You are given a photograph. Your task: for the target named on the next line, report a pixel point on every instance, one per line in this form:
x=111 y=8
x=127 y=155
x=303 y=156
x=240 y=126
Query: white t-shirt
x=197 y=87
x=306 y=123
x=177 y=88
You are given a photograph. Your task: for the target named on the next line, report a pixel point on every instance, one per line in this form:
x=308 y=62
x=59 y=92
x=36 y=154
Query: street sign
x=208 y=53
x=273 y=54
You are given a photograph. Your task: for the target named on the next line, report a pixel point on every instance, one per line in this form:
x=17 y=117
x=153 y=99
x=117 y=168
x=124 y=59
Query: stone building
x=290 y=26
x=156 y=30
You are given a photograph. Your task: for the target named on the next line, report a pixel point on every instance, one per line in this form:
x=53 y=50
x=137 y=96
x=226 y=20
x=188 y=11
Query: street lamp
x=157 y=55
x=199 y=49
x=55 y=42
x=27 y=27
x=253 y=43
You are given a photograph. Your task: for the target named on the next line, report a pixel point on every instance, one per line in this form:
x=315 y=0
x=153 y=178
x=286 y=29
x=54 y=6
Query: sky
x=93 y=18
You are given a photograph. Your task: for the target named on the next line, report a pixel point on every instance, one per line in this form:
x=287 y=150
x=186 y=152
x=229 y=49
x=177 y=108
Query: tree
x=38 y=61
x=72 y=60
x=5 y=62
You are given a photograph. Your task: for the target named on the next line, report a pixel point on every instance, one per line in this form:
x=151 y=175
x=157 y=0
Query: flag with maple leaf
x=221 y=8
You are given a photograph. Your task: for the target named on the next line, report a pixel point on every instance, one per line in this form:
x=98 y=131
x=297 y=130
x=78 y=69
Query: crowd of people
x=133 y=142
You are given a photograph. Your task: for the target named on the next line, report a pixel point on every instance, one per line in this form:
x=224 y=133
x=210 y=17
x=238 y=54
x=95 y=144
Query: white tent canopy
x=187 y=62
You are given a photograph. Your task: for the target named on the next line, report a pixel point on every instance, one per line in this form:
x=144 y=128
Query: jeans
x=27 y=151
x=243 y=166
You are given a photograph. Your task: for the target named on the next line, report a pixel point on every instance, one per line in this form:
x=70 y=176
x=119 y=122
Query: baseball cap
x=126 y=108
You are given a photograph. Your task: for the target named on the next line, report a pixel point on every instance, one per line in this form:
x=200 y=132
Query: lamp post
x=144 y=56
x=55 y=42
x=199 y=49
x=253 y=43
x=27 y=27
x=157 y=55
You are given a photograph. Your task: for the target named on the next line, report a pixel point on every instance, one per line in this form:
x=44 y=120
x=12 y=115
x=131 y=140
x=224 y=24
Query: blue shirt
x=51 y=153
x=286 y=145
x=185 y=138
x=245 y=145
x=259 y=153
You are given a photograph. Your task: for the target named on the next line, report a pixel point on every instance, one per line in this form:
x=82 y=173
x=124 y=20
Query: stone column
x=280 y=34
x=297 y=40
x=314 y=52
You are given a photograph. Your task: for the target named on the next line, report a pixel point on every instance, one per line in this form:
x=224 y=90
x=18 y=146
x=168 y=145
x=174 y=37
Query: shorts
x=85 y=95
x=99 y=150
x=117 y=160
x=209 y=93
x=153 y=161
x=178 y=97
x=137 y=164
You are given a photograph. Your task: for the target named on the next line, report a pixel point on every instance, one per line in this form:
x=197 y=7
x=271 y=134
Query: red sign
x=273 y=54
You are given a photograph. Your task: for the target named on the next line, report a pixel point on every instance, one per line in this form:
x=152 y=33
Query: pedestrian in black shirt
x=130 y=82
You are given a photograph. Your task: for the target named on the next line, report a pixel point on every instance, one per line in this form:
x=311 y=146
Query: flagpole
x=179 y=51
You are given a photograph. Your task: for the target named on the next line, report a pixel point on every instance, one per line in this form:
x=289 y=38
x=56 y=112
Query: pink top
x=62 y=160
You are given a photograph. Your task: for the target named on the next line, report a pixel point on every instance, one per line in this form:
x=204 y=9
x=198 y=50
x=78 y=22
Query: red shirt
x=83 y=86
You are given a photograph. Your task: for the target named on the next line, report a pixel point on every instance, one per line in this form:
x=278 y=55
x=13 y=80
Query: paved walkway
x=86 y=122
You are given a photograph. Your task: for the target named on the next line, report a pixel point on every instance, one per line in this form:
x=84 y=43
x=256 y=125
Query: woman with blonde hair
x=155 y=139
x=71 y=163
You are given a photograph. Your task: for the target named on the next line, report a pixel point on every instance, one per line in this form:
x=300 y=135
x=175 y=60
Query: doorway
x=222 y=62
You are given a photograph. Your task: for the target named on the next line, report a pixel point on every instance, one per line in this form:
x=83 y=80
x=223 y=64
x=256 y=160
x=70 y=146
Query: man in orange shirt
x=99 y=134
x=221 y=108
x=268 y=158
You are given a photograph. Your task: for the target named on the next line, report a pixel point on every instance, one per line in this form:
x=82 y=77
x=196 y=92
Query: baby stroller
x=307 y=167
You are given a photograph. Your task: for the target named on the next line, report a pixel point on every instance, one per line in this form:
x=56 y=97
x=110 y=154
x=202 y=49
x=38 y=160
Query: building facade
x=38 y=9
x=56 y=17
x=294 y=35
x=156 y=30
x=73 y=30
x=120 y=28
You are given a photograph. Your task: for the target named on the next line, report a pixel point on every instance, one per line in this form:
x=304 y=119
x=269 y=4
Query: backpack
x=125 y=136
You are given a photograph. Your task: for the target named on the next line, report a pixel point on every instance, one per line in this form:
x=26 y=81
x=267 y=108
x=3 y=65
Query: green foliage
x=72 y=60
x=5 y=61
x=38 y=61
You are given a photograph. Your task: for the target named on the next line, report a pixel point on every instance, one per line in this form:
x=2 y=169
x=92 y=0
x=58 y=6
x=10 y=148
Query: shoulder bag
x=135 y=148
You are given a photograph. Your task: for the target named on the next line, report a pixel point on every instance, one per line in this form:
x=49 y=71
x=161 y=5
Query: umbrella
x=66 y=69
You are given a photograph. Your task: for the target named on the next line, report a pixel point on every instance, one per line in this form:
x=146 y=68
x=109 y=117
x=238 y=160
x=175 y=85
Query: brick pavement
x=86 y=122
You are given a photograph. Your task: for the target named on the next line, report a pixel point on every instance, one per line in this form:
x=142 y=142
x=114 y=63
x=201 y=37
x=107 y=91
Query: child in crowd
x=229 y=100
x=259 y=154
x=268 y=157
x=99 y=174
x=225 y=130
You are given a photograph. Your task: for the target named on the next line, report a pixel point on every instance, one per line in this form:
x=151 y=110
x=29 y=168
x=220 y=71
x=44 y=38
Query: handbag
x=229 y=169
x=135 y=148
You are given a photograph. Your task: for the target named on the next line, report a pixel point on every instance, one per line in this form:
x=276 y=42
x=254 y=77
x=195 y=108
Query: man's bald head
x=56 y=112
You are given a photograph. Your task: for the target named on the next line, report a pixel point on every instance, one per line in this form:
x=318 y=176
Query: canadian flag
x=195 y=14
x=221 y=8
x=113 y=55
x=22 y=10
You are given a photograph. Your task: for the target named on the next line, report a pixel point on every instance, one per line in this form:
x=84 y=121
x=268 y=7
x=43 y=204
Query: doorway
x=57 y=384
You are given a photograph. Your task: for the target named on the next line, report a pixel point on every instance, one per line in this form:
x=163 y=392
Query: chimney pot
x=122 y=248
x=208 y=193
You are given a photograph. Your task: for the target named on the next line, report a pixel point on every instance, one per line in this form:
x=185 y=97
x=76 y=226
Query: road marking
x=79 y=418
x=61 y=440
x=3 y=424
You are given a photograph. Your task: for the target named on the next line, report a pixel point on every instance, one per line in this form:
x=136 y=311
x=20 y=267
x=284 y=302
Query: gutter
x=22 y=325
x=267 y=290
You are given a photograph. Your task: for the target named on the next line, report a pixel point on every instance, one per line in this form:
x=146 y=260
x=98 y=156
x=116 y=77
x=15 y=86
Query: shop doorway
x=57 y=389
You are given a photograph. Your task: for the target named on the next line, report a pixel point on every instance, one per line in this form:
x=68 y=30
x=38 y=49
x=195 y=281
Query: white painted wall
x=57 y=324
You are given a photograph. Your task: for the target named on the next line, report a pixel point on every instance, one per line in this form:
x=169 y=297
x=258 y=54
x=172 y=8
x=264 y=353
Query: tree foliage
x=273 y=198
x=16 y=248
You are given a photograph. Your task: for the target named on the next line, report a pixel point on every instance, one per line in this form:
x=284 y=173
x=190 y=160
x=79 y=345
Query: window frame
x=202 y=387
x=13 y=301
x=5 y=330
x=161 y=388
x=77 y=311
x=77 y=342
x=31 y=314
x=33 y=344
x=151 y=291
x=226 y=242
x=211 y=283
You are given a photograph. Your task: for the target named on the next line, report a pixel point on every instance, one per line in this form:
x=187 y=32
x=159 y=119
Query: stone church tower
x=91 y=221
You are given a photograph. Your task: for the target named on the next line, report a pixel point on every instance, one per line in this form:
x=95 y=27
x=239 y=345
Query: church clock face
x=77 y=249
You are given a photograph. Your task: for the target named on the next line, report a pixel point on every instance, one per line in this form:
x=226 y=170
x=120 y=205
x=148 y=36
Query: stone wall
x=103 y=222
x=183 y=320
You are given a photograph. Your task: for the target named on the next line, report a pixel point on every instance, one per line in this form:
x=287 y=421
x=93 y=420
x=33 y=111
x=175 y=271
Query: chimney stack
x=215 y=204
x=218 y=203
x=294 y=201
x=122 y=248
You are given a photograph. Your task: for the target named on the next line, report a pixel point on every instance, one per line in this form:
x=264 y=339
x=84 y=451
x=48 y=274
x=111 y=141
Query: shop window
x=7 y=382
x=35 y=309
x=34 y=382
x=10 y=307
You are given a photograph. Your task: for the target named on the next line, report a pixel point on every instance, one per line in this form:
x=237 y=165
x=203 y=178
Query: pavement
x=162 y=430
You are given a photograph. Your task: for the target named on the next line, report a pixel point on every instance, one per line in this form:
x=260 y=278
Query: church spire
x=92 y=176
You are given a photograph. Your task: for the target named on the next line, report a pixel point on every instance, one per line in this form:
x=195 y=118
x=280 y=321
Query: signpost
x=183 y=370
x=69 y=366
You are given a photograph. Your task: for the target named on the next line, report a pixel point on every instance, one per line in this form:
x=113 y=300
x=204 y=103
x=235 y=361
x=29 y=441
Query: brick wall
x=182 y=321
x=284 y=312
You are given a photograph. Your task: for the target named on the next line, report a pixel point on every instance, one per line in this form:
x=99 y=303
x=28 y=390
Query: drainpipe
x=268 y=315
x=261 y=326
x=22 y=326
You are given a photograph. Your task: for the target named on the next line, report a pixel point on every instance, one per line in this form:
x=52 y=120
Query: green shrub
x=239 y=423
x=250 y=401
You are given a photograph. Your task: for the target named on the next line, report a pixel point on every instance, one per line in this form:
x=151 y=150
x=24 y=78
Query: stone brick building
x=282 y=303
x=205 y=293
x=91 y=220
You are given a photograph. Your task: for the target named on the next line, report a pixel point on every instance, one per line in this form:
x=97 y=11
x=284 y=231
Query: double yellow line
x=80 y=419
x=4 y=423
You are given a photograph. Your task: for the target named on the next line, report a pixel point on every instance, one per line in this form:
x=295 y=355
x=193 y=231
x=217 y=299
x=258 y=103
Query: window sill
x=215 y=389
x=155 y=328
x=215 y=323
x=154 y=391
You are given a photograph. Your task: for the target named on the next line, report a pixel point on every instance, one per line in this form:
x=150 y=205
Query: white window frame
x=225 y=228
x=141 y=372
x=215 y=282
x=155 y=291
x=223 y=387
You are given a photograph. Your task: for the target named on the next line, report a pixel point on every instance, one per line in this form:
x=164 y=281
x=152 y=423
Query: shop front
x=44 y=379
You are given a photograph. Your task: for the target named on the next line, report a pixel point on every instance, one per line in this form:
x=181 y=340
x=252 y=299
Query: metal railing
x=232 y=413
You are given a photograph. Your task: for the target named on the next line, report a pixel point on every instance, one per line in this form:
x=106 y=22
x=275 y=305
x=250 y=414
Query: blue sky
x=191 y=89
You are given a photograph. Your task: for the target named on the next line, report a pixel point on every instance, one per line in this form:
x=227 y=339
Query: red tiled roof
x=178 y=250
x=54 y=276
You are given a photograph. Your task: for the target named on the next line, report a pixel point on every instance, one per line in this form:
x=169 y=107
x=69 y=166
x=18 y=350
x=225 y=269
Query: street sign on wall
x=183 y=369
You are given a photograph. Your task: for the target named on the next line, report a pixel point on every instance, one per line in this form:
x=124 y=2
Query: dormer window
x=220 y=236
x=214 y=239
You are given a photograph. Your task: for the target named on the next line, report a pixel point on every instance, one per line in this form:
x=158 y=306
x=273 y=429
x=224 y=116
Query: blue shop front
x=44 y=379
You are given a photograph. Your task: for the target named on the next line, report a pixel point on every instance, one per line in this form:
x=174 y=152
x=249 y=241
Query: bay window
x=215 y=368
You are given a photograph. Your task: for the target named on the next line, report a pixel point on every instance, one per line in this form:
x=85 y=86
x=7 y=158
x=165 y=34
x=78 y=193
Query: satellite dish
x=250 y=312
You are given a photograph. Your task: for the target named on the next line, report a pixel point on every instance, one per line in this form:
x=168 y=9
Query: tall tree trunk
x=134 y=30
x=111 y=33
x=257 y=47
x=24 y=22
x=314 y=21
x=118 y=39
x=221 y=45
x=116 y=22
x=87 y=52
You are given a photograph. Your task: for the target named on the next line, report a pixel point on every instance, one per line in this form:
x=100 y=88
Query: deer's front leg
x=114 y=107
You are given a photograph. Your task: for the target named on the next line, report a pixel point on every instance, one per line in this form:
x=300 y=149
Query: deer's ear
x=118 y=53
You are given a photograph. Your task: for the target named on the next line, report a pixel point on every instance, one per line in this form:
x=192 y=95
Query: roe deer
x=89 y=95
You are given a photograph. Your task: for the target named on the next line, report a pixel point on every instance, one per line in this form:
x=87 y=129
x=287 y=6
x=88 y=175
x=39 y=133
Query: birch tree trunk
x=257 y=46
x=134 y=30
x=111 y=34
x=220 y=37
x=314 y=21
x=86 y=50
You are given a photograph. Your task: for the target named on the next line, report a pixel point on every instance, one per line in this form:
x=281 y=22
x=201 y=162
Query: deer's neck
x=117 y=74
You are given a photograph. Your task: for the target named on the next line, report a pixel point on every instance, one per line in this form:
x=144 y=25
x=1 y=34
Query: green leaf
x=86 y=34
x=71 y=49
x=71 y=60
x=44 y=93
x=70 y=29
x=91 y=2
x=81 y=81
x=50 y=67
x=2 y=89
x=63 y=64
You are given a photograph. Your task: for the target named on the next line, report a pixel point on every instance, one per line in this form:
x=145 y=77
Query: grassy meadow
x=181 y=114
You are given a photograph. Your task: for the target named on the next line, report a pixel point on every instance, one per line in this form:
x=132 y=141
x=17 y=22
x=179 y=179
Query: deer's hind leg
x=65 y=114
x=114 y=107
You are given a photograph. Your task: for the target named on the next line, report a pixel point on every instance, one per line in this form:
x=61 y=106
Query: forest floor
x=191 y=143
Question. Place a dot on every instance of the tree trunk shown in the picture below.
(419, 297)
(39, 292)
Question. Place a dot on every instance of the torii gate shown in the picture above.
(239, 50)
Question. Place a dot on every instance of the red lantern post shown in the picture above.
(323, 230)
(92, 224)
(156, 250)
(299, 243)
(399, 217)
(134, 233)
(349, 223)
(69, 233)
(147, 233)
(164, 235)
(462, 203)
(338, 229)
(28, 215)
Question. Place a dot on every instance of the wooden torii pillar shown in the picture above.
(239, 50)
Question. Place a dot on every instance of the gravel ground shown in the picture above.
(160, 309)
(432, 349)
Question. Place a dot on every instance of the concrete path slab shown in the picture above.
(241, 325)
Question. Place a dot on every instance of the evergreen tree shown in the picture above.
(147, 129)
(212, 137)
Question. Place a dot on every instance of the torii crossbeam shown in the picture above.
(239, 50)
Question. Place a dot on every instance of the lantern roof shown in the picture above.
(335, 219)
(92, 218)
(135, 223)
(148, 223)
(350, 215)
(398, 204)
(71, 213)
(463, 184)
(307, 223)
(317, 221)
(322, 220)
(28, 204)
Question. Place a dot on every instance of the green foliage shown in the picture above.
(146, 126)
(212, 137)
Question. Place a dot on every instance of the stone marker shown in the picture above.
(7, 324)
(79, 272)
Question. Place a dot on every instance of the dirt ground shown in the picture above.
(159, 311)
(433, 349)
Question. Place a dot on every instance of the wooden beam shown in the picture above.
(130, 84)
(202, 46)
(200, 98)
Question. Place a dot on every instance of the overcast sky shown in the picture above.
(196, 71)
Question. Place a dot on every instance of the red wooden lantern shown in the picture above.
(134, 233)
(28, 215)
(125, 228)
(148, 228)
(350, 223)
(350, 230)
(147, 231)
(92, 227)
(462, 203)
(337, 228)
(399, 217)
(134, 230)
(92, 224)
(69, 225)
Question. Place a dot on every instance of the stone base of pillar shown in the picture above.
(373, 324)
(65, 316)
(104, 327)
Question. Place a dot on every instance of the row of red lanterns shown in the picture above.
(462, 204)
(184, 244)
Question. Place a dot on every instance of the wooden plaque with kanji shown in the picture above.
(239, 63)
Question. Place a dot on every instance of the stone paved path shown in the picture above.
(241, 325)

● ● ●

* _TASK DETAILS_
Render the part of the entries that opens with the line containing "Question. Place a dot on every instance of the wooden plaque" and runs through the end of the entries as a Markdown table with the columns Row and Entry line, one numbered row per line and blank lines omitted.

* _RESULT OF THE EXERCISE_
| Row | Entry line |
|---|---|
| 1 | Question. Place a dot on every instance of the wooden plaque with kanji shown in the picture above. |
| 2 | (239, 63) |
| 3 | Question. Place a dot on every instance of the stone paved path shown in the picture above. |
| 4 | (241, 325) |